— BEGIN Working data —

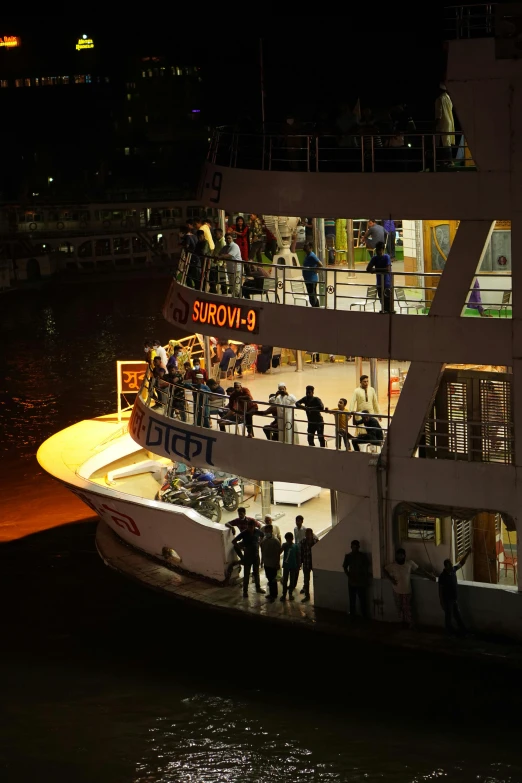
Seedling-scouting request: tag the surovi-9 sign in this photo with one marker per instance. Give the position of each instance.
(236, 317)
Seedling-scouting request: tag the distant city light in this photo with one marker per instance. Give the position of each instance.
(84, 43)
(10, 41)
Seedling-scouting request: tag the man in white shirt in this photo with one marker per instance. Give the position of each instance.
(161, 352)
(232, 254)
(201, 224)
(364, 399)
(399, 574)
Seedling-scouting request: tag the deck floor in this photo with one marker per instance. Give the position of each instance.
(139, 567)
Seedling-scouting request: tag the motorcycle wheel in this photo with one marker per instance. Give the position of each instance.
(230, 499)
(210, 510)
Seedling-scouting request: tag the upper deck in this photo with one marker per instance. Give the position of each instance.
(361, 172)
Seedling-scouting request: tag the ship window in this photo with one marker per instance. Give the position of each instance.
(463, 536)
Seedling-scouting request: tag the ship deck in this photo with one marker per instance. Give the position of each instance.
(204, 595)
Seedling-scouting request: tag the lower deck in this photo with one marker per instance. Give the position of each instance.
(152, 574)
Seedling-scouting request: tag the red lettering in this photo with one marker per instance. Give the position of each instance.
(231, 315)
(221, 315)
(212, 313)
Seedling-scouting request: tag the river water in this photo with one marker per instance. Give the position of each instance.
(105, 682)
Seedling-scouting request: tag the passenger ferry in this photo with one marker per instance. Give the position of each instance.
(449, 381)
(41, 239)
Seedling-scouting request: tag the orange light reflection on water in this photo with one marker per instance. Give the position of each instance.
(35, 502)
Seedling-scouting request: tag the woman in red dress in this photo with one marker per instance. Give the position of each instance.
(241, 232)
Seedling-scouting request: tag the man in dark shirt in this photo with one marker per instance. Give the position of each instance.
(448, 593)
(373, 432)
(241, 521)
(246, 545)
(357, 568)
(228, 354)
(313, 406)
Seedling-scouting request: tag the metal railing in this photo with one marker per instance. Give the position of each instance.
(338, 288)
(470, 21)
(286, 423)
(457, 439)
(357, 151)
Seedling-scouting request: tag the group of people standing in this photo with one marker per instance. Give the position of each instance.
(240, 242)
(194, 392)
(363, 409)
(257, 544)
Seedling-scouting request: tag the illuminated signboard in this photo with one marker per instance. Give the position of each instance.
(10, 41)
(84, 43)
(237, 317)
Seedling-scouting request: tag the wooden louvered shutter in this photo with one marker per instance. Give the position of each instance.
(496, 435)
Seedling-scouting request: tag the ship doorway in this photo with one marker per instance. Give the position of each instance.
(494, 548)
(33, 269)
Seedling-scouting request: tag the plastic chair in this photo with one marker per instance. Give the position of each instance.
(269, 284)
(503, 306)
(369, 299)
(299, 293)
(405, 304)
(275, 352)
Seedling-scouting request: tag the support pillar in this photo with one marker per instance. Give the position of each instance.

— END Working data —
— BEGIN Working data —

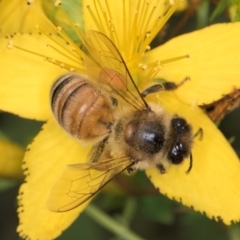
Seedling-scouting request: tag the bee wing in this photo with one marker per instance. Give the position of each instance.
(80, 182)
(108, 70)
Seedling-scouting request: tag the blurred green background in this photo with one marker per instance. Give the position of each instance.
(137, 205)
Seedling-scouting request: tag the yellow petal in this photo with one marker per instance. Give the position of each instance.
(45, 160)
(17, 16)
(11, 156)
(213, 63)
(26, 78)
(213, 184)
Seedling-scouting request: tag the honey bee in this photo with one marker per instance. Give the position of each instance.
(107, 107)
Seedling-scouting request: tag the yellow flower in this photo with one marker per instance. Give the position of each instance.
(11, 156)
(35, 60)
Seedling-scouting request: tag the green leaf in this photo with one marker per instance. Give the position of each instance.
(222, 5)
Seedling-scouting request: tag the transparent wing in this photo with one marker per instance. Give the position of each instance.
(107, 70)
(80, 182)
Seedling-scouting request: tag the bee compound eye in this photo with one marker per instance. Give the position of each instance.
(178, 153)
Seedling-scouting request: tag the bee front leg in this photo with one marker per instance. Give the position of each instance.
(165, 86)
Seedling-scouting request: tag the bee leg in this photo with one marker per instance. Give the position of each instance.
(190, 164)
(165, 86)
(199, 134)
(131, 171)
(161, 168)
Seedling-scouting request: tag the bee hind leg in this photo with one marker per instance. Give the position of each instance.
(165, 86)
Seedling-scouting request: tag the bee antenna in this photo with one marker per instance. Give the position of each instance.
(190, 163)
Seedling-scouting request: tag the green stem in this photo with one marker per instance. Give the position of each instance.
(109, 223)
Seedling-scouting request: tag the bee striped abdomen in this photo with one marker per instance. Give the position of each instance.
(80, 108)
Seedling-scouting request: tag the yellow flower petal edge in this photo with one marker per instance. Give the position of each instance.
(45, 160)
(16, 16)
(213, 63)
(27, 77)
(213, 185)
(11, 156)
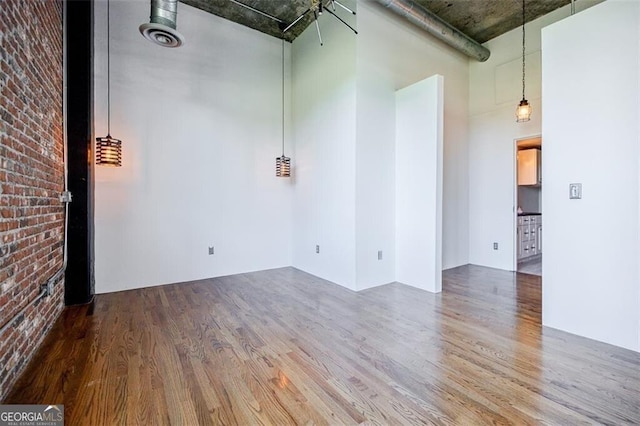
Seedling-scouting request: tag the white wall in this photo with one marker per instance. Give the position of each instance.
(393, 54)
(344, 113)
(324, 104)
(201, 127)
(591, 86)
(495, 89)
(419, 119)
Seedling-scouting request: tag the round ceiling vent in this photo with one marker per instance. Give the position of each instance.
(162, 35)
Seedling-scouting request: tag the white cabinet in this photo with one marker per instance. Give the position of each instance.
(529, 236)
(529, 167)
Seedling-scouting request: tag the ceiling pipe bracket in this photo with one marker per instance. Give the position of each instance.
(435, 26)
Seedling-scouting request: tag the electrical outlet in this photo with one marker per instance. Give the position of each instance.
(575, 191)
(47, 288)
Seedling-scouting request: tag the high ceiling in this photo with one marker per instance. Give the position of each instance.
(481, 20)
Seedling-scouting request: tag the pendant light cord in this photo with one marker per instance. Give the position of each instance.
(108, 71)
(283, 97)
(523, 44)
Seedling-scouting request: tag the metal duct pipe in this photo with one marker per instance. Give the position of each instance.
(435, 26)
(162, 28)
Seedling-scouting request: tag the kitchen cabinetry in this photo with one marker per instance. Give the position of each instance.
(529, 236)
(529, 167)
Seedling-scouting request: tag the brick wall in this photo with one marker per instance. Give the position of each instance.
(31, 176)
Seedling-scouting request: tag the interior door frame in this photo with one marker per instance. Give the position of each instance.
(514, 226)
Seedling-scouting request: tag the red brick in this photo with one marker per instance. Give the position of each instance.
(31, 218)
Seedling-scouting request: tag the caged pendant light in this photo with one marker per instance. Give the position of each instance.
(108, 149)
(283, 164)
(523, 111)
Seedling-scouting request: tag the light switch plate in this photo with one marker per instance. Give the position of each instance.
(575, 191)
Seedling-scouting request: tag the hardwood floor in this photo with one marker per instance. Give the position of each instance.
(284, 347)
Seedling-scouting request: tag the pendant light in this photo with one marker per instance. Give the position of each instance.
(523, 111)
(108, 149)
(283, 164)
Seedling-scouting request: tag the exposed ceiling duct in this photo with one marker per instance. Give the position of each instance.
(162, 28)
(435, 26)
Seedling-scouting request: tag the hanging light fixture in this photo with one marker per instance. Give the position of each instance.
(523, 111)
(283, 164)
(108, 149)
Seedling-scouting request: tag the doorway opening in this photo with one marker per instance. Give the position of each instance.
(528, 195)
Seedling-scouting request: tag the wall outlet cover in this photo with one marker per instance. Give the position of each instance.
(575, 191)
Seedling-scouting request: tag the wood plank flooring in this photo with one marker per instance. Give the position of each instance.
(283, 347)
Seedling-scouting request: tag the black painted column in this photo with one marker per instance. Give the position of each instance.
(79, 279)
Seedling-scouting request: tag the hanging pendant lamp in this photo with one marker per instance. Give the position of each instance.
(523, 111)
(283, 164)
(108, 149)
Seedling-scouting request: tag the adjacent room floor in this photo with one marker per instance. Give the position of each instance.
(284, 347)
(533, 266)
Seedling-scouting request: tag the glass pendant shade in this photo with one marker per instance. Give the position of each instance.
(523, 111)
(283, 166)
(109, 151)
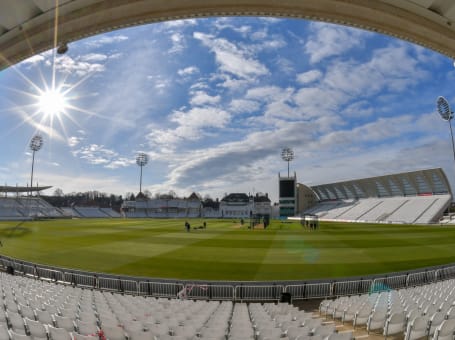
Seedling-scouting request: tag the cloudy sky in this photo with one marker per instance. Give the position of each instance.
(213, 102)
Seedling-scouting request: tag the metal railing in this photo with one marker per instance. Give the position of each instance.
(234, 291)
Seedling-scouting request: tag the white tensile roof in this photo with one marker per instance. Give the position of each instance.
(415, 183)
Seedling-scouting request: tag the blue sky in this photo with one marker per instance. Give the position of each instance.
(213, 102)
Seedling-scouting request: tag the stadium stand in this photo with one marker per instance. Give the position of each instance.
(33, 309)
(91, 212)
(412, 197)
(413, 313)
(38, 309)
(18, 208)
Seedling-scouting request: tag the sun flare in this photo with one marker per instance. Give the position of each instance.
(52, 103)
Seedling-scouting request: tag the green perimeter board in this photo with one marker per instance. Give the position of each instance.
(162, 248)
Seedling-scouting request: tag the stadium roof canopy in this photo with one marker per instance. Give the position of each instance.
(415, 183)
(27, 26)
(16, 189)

— END Working data —

Report every line in the records that contains the word "water", copying each such line in full.

Seedling-scouting request: tag the river water in this photo with one marker per instance. Give the position of each instance.
Seedling-scouting request: tag the orange light reflection on water in this photo with one marker per instance. Give the position of each instance.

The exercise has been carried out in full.